--- Dataset rows ---

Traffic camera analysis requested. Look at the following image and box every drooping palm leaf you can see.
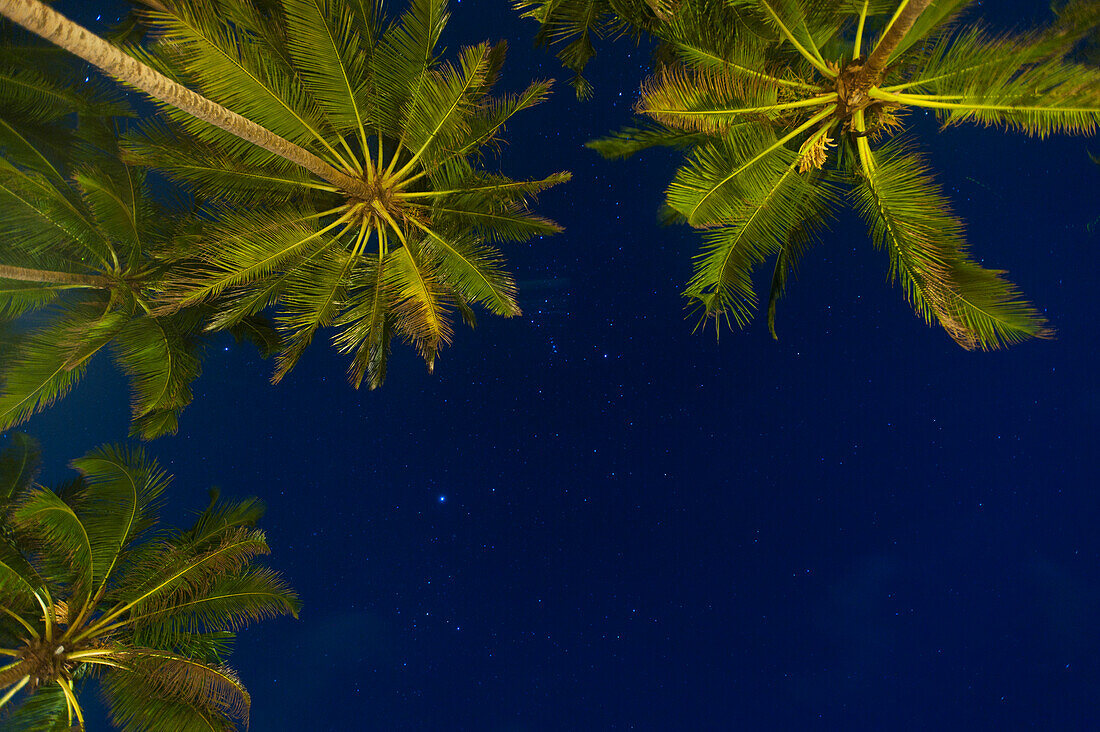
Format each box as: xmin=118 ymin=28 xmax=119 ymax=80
xmin=0 ymin=438 xmax=298 ymax=732
xmin=590 ymin=0 xmax=1100 ymax=349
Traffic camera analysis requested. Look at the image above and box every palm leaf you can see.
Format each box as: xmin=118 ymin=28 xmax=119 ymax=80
xmin=112 ymin=314 xmax=201 ymax=439
xmin=383 ymin=242 xmax=451 ymax=370
xmin=73 ymin=445 xmax=168 ymax=588
xmin=420 ymin=226 xmax=520 ymax=317
xmin=0 ymin=306 xmax=129 ymax=429
xmin=283 ymin=0 xmax=372 ymax=138
xmin=856 ymin=144 xmax=1047 ymax=349
xmin=0 ymin=433 xmax=42 ymax=510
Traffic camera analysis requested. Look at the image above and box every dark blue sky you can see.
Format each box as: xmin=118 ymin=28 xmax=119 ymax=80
xmin=15 ymin=0 xmax=1100 ymax=731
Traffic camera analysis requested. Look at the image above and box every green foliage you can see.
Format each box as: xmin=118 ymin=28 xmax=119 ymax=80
xmin=0 ymin=34 xmax=279 ymax=439
xmin=0 ymin=435 xmax=298 ymax=732
xmin=589 ymin=0 xmax=1100 ymax=349
xmin=124 ymin=0 xmax=569 ymax=387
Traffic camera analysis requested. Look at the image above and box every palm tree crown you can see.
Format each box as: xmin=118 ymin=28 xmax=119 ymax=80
xmin=0 ymin=435 xmax=298 ymax=732
xmin=590 ymin=0 xmax=1100 ymax=349
xmin=0 ymin=35 xmax=279 ymax=438
xmin=119 ymin=0 xmax=569 ymax=387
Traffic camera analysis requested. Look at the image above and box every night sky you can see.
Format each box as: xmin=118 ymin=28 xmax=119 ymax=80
xmin=10 ymin=0 xmax=1100 ymax=731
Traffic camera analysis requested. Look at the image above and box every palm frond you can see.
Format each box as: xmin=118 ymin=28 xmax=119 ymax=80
xmin=101 ymin=660 xmax=239 ymax=732
xmin=155 ymin=207 xmax=343 ymax=315
xmin=0 ymin=277 xmax=69 ymax=321
xmin=146 ymin=0 xmax=339 ymax=163
xmin=404 ymin=43 xmax=492 ymax=167
xmin=370 ymin=0 xmax=450 ymax=139
xmin=684 ymin=149 xmax=832 ymax=327
xmin=122 ymin=119 xmax=319 ymax=207
xmin=856 ymin=137 xmax=1047 ymax=349
xmin=635 ymin=67 xmax=836 ymax=132
xmin=130 ymin=567 xmax=300 ymax=647
xmin=333 ymin=258 xmax=393 ymax=389
xmin=283 ymin=0 xmax=373 ymax=139
xmin=420 ymin=226 xmax=520 ymax=317
xmin=11 ymin=488 xmax=93 ymax=604
xmin=0 ymin=433 xmax=42 ymax=501
xmin=383 ymin=241 xmax=452 ymax=371
xmin=73 ymin=445 xmax=169 ymax=587
xmin=272 ymin=245 xmax=366 ymax=383
xmin=112 ymin=314 xmax=201 ymax=439
xmin=118 ymin=527 xmax=268 ymax=614
xmin=584 ymin=124 xmax=706 ymax=160
xmin=0 ymin=306 xmax=129 ymax=429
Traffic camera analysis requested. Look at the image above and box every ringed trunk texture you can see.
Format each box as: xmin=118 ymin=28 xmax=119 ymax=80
xmin=0 ymin=0 xmax=370 ymax=198
xmin=862 ymin=0 xmax=932 ymax=86
xmin=0 ymin=264 xmax=111 ymax=289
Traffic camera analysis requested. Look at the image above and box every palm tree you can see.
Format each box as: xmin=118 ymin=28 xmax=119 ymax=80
xmin=0 ymin=0 xmax=569 ymax=387
xmin=512 ymin=0 xmax=664 ymax=99
xmin=0 ymin=435 xmax=298 ymax=732
xmin=0 ymin=37 xmax=279 ymax=439
xmin=590 ymin=0 xmax=1100 ymax=349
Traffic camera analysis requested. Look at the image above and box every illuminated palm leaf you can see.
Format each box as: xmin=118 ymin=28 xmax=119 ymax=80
xmin=590 ymin=0 xmax=1100 ymax=349
xmin=0 ymin=438 xmax=298 ymax=732
xmin=111 ymin=0 xmax=569 ymax=387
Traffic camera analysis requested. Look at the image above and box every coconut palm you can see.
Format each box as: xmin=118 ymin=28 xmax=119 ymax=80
xmin=0 ymin=37 xmax=279 ymax=439
xmin=0 ymin=0 xmax=569 ymax=387
xmin=0 ymin=435 xmax=298 ymax=732
xmin=591 ymin=0 xmax=1100 ymax=349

---

Work to do: Arrange every line of the records above as a Markdown table with the columns "Row" and "Line," numbering the rows in order. Leave out blank lines and the pictures.

Task solution:
| Row | Line |
|---|---|
| 1 | Traffic camera analysis requested. Look at the following image and box every drooping palm leaf you can see. |
| 2 | Format each box as: xmin=118 ymin=28 xmax=119 ymax=80 |
| 3 | xmin=0 ymin=438 xmax=298 ymax=732 |
| 4 | xmin=590 ymin=0 xmax=1100 ymax=349 |
| 5 | Traffic camera analysis requested. Look at the image above and box every palm leaf you can see. |
| 6 | Format each box as: xmin=118 ymin=28 xmax=119 ymax=80 |
| 7 | xmin=112 ymin=314 xmax=201 ymax=439 |
| 8 | xmin=383 ymin=242 xmax=451 ymax=370 |
| 9 | xmin=73 ymin=445 xmax=168 ymax=588 |
| 10 | xmin=420 ymin=226 xmax=520 ymax=317 |
| 11 | xmin=0 ymin=306 xmax=129 ymax=429 |
| 12 | xmin=283 ymin=0 xmax=372 ymax=138 |
| 13 | xmin=856 ymin=144 xmax=1047 ymax=349 |
| 14 | xmin=0 ymin=433 xmax=42 ymax=510 |
| 15 | Traffic camera analysis requested. Look at the image above and box every dark blue sky you can see. |
| 16 | Format each box as: xmin=118 ymin=28 xmax=119 ymax=80 |
| 17 | xmin=15 ymin=0 xmax=1100 ymax=731 |
| 18 | Traffic camera analysis requested. Look at the image above and box every green foliage you can see. |
| 19 | Format each box as: xmin=118 ymin=28 xmax=119 ymax=80 |
| 20 | xmin=0 ymin=34 xmax=279 ymax=439 |
| 21 | xmin=0 ymin=435 xmax=298 ymax=732 |
| 22 | xmin=589 ymin=0 xmax=1100 ymax=349 |
| 23 | xmin=124 ymin=0 xmax=569 ymax=387 |
| 24 | Traffic camera analysis requested. Look at the image above and box every palm tree crown you can see. |
| 25 | Format each box as: xmin=118 ymin=28 xmax=119 ymax=80 |
| 26 | xmin=0 ymin=435 xmax=298 ymax=732 |
| 27 | xmin=590 ymin=0 xmax=1100 ymax=349 |
| 28 | xmin=0 ymin=35 xmax=279 ymax=438 |
| 29 | xmin=119 ymin=0 xmax=569 ymax=387 |
| 30 | Traffic camera analysis requested. Look at the image above and box every night sky you can see. |
| 31 | Format each box as: xmin=118 ymin=28 xmax=119 ymax=80 |
| 32 | xmin=10 ymin=0 xmax=1100 ymax=731 |
| 33 | Traffic camera analysis requested. Look at the image above and box every palm frond you can see. |
| 34 | Format each box as: xmin=118 ymin=28 xmax=119 ymax=80 |
| 35 | xmin=101 ymin=660 xmax=239 ymax=732 |
| 36 | xmin=155 ymin=207 xmax=343 ymax=315 |
| 37 | xmin=0 ymin=277 xmax=69 ymax=321 |
| 38 | xmin=146 ymin=0 xmax=339 ymax=163 |
| 39 | xmin=404 ymin=43 xmax=492 ymax=167 |
| 40 | xmin=370 ymin=0 xmax=450 ymax=139 |
| 41 | xmin=684 ymin=149 xmax=832 ymax=327 |
| 42 | xmin=122 ymin=119 xmax=319 ymax=207 |
| 43 | xmin=856 ymin=137 xmax=1047 ymax=349 |
| 44 | xmin=635 ymin=67 xmax=836 ymax=132 |
| 45 | xmin=130 ymin=567 xmax=300 ymax=647 |
| 46 | xmin=333 ymin=258 xmax=393 ymax=389 |
| 47 | xmin=283 ymin=0 xmax=373 ymax=139 |
| 48 | xmin=420 ymin=226 xmax=520 ymax=317 |
| 49 | xmin=11 ymin=488 xmax=93 ymax=604 |
| 50 | xmin=0 ymin=433 xmax=42 ymax=501 |
| 51 | xmin=383 ymin=241 xmax=452 ymax=371 |
| 52 | xmin=73 ymin=445 xmax=169 ymax=587 |
| 53 | xmin=272 ymin=245 xmax=366 ymax=383 |
| 54 | xmin=112 ymin=314 xmax=201 ymax=439 |
| 55 | xmin=118 ymin=527 xmax=268 ymax=614 |
| 56 | xmin=584 ymin=124 xmax=706 ymax=160 |
| 57 | xmin=0 ymin=306 xmax=129 ymax=429 |
| 58 | Traffic camera analysis requested. Look at the image above and box every ringed trunk texture you can see. |
| 59 | Format each box as: xmin=118 ymin=28 xmax=119 ymax=80 |
| 60 | xmin=0 ymin=0 xmax=370 ymax=198 |
| 61 | xmin=862 ymin=0 xmax=932 ymax=86 |
| 62 | xmin=0 ymin=264 xmax=111 ymax=289 |
| 63 | Traffic camera analysis requested. Look at the image above and box every palm tree you can see. |
| 64 | Format each box as: xmin=118 ymin=28 xmax=119 ymax=80 |
| 65 | xmin=0 ymin=0 xmax=569 ymax=387 |
| 66 | xmin=512 ymin=0 xmax=664 ymax=99 |
| 67 | xmin=0 ymin=435 xmax=298 ymax=732 |
| 68 | xmin=0 ymin=37 xmax=279 ymax=439 |
| 69 | xmin=590 ymin=0 xmax=1100 ymax=349 |
| 70 | Traffic camera analysis requested. Look at the image above and box every illuminated palm leaf you can see. |
| 71 | Format each box as: xmin=118 ymin=28 xmax=119 ymax=80 |
| 72 | xmin=590 ymin=0 xmax=1100 ymax=349 |
| 73 | xmin=0 ymin=438 xmax=298 ymax=732 |
| 74 | xmin=111 ymin=0 xmax=569 ymax=387 |
| 75 | Traffic camera analysis requested. Look at the image above and box every coconut palm you can see. |
| 76 | Format each box as: xmin=118 ymin=28 xmax=119 ymax=80 |
| 77 | xmin=0 ymin=37 xmax=279 ymax=439 |
| 78 | xmin=0 ymin=0 xmax=569 ymax=387 |
| 79 | xmin=0 ymin=435 xmax=298 ymax=732 |
| 80 | xmin=591 ymin=0 xmax=1100 ymax=349 |